Set problem 1 - List each line in the records below that contains the string "shoreline".

Article -
Since we are going to use Ansible to manage the server once it is up and running, the cloud-init script will create an ansible user and allow access from our control host via the ~/.ssh/id_rsa key. We build the server to our specification, and finally add an ‘ansible_host’ resource. This allows us to use the Terraform instance state as an inventory file using the plugin.

Our second KVM server

We’ll create a second server called dbserver. It looks almost identical to the webserver execpt that the name is different and we specify a different amount of memory. We create a dbserver.tf terraform file to define the server:

dbserver.tf

# Define a VM Volume

resource "libvirt_volume" "dbserver-qcow2" {
  # What do name the virtual disk image
  name = "dbserver.example.com.qcow2"
  # Where to store the virtual disk image
  pool = "guest_images_dir" # List storage pools using virsh pool-list
  # We build on a base image, defined by base_volume_name
  # found in base_volume_pool 
  base_volume_pool = "guest_images_dir"
  base_volume_name = "rhel-baseos-9.1-x86_64-kvm.qcow2"
  format = "qcow2"
}

# Define KVM domain to create
resource "libvirt_domain" "dbserver" {
  name   = "dbserver"
  memory = "4096"
  vcpu   = 2
  cpu {
    mode = "host-passthrough"
  }

  cloudinit = libvirt_cloudinit_disk.cloud-init-rhel9.id

  network_interface {
    network_name = "default" # List networks with virsh net-list
    wait_for_lease = true
  }

  disk {
    volume_id = "${libvirt_volume.dbserver-qcow2.id}"
  }

  console {
    type = "pty"
    target_type = "serial"
    target_port = "0"
  }

  graphics {
    type = "vnc"
    listen_type = "address"
  }
}

# Define the host as an Ansible resource
resource "ansible_host" "dbserver" {          #### ansible host details
  name = "dbserver"
  groups = ["database"]
  variables = {
    ansible_user                 = "ansible",
    ansible_ssh_private_key_file = "~/.ssh/id_rsa",
    ansible_python_interpreter   = "/usr/bin/python3"
    ansible_ssh_host   = "${libvirt_domain.dbserver.network_interface[0].addresses.0}"
  }
}

Note that we are able to use the same cloudinit disk in both cases. The idea here is that Terraform brings our (virtual) servers up according to our base configuration and applies an Ansible account. Once provisioned, Ansible will then manage the host and configure it accordingly.

Ready to Terraform

At this point, you should have the following directory structure with the following 5 files:

.
├── cloud-init-rhel9.cfg
├── cloudinit.tf
├── dbserver.tf
├── main.tf
└── webserver.tf

Apply the Terraform configuration

With the configuration files in place, we are now ready to provision our two servers. Once nice thing about Terraform is you can review the changes before you apply them using the plan option. You can optionally save this plan with the --out option so you know exactly what infrastructure will change when you apply it. Be aware that if you chose to save the plan, any sensitive data may be included within it, so treat these files accordingly.

terraform plan --out=changes.tfplan
# or
terraform plan

You can now apply the changes as follows:

terraform apply changes.tfplan #if saved
# or
terraform apply

Two new virtual machines should be created. You should be able to login on the console as the root account. You should also be able to ssh as the ansible user using the ~/.id_rsa key

If you wish to see the state of the resources that have been deployed, run:

terraform show

Terraform Changes

One key thing about Terraform compared with Ansible, is that is maintains it’s own copy of what it thinks the state of the resources are. This provides some advantages – say you want to increase the memory of the database host. You can modify the dbserver configuration file and then run terraform plan to see what would happen. You should see that the dbserver will be replaced and the webserver will be left alone. For more background on terraform state and why it exists, see Terraform Documentation: Purpose of Terraform State

Ansible on the provisioned hosts

Like Terraform, Ansible functionality can also be extended, in this case by collections.

Named-object pointing records
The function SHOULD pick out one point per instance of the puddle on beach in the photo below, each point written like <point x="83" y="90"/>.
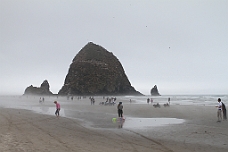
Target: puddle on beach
<point x="141" y="123"/>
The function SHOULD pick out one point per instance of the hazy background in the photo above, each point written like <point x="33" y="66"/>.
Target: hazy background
<point x="179" y="45"/>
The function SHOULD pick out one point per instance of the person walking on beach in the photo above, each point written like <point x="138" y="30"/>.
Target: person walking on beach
<point x="120" y="109"/>
<point x="224" y="111"/>
<point x="219" y="112"/>
<point x="57" y="108"/>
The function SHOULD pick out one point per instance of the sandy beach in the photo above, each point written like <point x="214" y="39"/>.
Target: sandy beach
<point x="83" y="127"/>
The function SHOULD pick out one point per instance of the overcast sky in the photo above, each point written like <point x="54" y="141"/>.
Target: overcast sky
<point x="179" y="45"/>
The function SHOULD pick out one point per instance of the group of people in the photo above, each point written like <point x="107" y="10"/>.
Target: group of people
<point x="221" y="109"/>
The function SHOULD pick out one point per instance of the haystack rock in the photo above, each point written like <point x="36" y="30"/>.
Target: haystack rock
<point x="154" y="91"/>
<point x="95" y="71"/>
<point x="42" y="90"/>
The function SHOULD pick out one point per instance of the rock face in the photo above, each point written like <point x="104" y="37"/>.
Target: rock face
<point x="95" y="71"/>
<point x="42" y="90"/>
<point x="154" y="91"/>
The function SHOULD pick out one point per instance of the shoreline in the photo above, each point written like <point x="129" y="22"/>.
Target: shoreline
<point x="93" y="129"/>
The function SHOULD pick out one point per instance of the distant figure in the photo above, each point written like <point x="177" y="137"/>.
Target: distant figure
<point x="224" y="111"/>
<point x="120" y="109"/>
<point x="169" y="100"/>
<point x="219" y="112"/>
<point x="148" y="100"/>
<point x="40" y="100"/>
<point x="57" y="108"/>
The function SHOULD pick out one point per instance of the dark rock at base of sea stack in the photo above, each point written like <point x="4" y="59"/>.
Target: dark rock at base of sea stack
<point x="154" y="91"/>
<point x="42" y="90"/>
<point x="95" y="71"/>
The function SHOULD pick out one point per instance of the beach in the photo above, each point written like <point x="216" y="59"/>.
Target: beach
<point x="85" y="127"/>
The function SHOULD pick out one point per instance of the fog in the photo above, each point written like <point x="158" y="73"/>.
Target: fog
<point x="180" y="46"/>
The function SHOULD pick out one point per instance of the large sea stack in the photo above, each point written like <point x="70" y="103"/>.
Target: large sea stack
<point x="95" y="71"/>
<point x="42" y="90"/>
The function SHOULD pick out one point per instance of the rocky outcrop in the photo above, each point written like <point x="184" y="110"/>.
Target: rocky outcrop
<point x="95" y="71"/>
<point x="42" y="90"/>
<point x="154" y="91"/>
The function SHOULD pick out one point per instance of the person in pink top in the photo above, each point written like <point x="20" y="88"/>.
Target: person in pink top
<point x="57" y="108"/>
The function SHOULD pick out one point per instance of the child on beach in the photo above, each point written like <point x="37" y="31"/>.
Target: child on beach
<point x="219" y="112"/>
<point x="120" y="109"/>
<point x="57" y="108"/>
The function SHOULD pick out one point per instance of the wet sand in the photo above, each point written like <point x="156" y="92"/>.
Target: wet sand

Set problem 2 - Name the files that the Terraform walkthrough says should be in the directory structure before the configuration is applied.

Correct response 1 -
The function SHOULD pick out one point per instance of the shoreline in the photo above, each point written like <point x="129" y="22"/>.
Target: shoreline

Correct response 2 -
cloud-init-rhel9.cfg
cloudinit.tf
dbserver.tf
main.tf
webserver.tf